━━━━━ DATASET EXTRACT

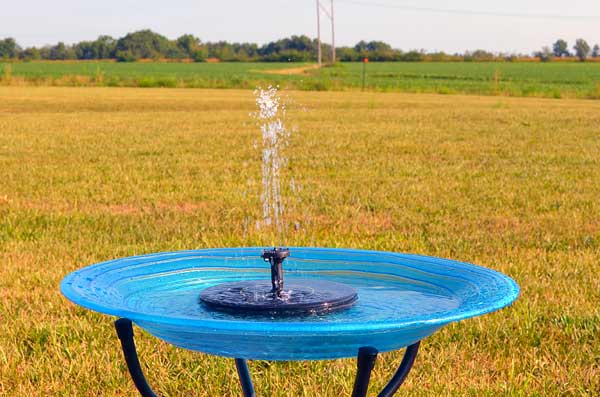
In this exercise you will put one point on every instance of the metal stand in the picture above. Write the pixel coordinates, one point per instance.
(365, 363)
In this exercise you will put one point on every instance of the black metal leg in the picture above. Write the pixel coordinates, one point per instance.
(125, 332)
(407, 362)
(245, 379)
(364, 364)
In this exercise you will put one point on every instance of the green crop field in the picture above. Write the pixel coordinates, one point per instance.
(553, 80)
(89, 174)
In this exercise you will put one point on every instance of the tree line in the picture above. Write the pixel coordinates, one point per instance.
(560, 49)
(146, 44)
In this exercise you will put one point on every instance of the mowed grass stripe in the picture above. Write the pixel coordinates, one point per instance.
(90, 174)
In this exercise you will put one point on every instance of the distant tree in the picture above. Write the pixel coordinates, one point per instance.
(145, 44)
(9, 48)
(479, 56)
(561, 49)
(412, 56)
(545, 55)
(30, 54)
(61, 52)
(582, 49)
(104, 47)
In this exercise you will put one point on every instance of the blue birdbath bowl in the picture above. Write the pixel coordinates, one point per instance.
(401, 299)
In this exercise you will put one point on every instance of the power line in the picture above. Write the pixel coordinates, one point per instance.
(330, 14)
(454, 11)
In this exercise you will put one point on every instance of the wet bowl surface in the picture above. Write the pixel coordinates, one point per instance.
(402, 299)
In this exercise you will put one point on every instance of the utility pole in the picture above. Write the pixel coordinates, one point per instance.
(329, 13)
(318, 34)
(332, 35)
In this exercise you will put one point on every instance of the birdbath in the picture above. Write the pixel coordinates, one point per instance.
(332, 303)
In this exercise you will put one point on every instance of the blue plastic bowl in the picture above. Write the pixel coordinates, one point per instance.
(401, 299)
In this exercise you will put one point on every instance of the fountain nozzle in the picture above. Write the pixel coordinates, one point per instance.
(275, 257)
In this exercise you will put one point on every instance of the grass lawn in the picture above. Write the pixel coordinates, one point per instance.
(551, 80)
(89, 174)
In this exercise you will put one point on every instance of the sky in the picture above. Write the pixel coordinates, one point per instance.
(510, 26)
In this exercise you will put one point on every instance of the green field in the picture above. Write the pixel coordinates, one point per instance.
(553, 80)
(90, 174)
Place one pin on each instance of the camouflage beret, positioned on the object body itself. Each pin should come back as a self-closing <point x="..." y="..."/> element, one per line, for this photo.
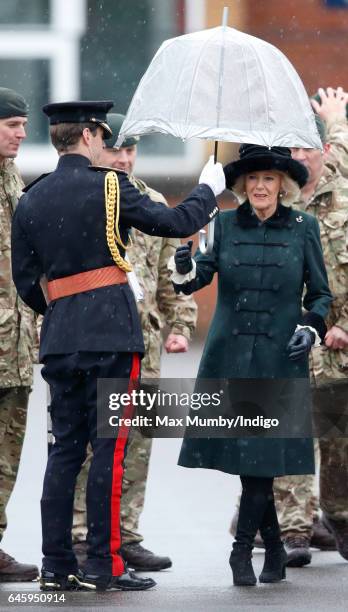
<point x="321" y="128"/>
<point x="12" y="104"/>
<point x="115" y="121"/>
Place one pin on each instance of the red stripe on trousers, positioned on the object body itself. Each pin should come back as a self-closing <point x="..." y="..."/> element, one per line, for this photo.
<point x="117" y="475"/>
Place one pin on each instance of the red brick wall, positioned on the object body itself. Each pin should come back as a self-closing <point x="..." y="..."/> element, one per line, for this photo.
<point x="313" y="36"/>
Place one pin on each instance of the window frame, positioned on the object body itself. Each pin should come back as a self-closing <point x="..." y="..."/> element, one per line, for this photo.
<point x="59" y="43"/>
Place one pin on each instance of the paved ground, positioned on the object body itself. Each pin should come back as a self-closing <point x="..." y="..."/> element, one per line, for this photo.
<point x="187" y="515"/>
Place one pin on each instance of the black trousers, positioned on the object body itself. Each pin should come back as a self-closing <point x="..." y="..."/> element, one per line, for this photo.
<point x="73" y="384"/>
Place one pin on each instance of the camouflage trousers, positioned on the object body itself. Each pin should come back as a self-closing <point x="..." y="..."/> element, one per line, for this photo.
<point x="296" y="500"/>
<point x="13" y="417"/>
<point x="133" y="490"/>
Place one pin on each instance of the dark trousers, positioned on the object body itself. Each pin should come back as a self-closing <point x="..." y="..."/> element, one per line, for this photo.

━━━━━━━━━━

[ACTION ITEM] Set down every entry above exactly as written. Leave out all pictures.

[RESULT FOR THIS TASK]
In this exercise you will put one point on every instance of the metal stand in the picture above. Write the pixel coordinates, one point per instance.
(365, 363)
In this exercise you will put one point on every instance of the black metal leg in the picture above. Write the pixel coordinates, one point per instance.
(125, 332)
(407, 362)
(245, 379)
(364, 364)
In this exercise you will put one point on every instance of the green crop field in the picture above. Write the pixel coordinates, one point per instance.
(553, 80)
(89, 174)
In this exercise you will put one point on every instance of the tree line in the picture above. Write the pixel coordinates, one point per instance.
(560, 49)
(146, 44)
In this exercise you will put one point on every instance of the mowed grass stripe in the picture above. Write the pixel coordinates, one point per instance.
(90, 174)
In this exercise you will put one point on every instance of the distant tree in the picture above. Write the pixel coordinates, one point per instance.
(145, 44)
(9, 48)
(479, 56)
(561, 49)
(412, 56)
(545, 55)
(30, 54)
(61, 52)
(582, 49)
(104, 47)
In this exercise you will put one point on every instance of the blue birdbath bowl in the picture above. Write the pixel coordinates, one point per instance.
(401, 299)
In this exercise you will put one point on every instance of the power line in the picture above. Write the pixel coordinates, one point per instance.
(330, 14)
(454, 11)
In this exercise you will put one point on every instance of the wet bowl surface in the picture above. Write the pixel coordinates, one point per instance.
(402, 299)
In this exercise you will put one point on every instance of the utility pole in the picture above. Write the pixel coordinates, one point per instance.
(329, 13)
(318, 34)
(332, 35)
In this exercise you will put one point on every instance of the birdbath in the picture above. Write the pixel coordinates, one point per instance.
(332, 303)
In this exercise you will put one point on every instance of the blue plastic bowl in the picture above. Write the pixel coordinates, one point per instance.
(401, 299)
In this exercise you will put one point on every instance of the fountain nozzle in the picture above. Write the pixel coordinates, one point per instance.
(275, 257)
In this exercise you will put one point on every instance of the grass lawn in the picture above. Write the pixel coordinates, one point per instance.
(551, 80)
(89, 174)
In this exercise you will put one point on every instance of the sky in the picture above. Write the pixel coordinates, one point per instance.
(510, 26)
In this exercise you will put one point on every instance of the green field in the picture above. Write the pixel coordinates, one point per instance.
(553, 80)
(90, 174)
Place one pin on each instance of the camouflage beret, positioned on the object body itself. Each pin should come back as a self-closing <point x="..." y="..."/> element, one per line, for this photo.
<point x="321" y="128"/>
<point x="12" y="104"/>
<point x="115" y="121"/>
Place one pin on each instance of the red stripe on trousers, positioned on the object body itself. Each pin should come back as a self-closing <point x="..." y="..."/> element, one per line, for this photo.
<point x="117" y="475"/>
Place one pin on each instance of the red brick wall, positioned on the object body itself. Each pin should come back as a self-closing <point x="..." y="..."/> element, one per line, for this photo.
<point x="313" y="36"/>
Place one pin on each instance of the window frame, positioned on the object body itself. Each pin should come back as a self-closing <point x="..." y="..."/> element, one per line, for this photo.
<point x="59" y="43"/>
Place one pin on each instance of the paved ground, positioned on the object body itself. Each pin should come back as a self-closing <point x="..." y="..."/> element, one per line, for this photo.
<point x="187" y="515"/>
Place one pin on each instance of the black trousers, positioned on the object body itself. Each pin should come back as a self-closing <point x="..." y="..."/> element, one per line, for this photo.
<point x="73" y="384"/>
Place one pin on each instance of the camouflage trousers, positioned on the object body itself. Each pin should come back as a self-closing <point x="..." y="..."/> element, one per line, for this photo.
<point x="296" y="500"/>
<point x="13" y="417"/>
<point x="133" y="490"/>
Place one pin on each instance of the dark trousers, positioned on the object body itself. Each pin should come back as a self-closing <point x="..." y="..."/> element, one per line, for this photo.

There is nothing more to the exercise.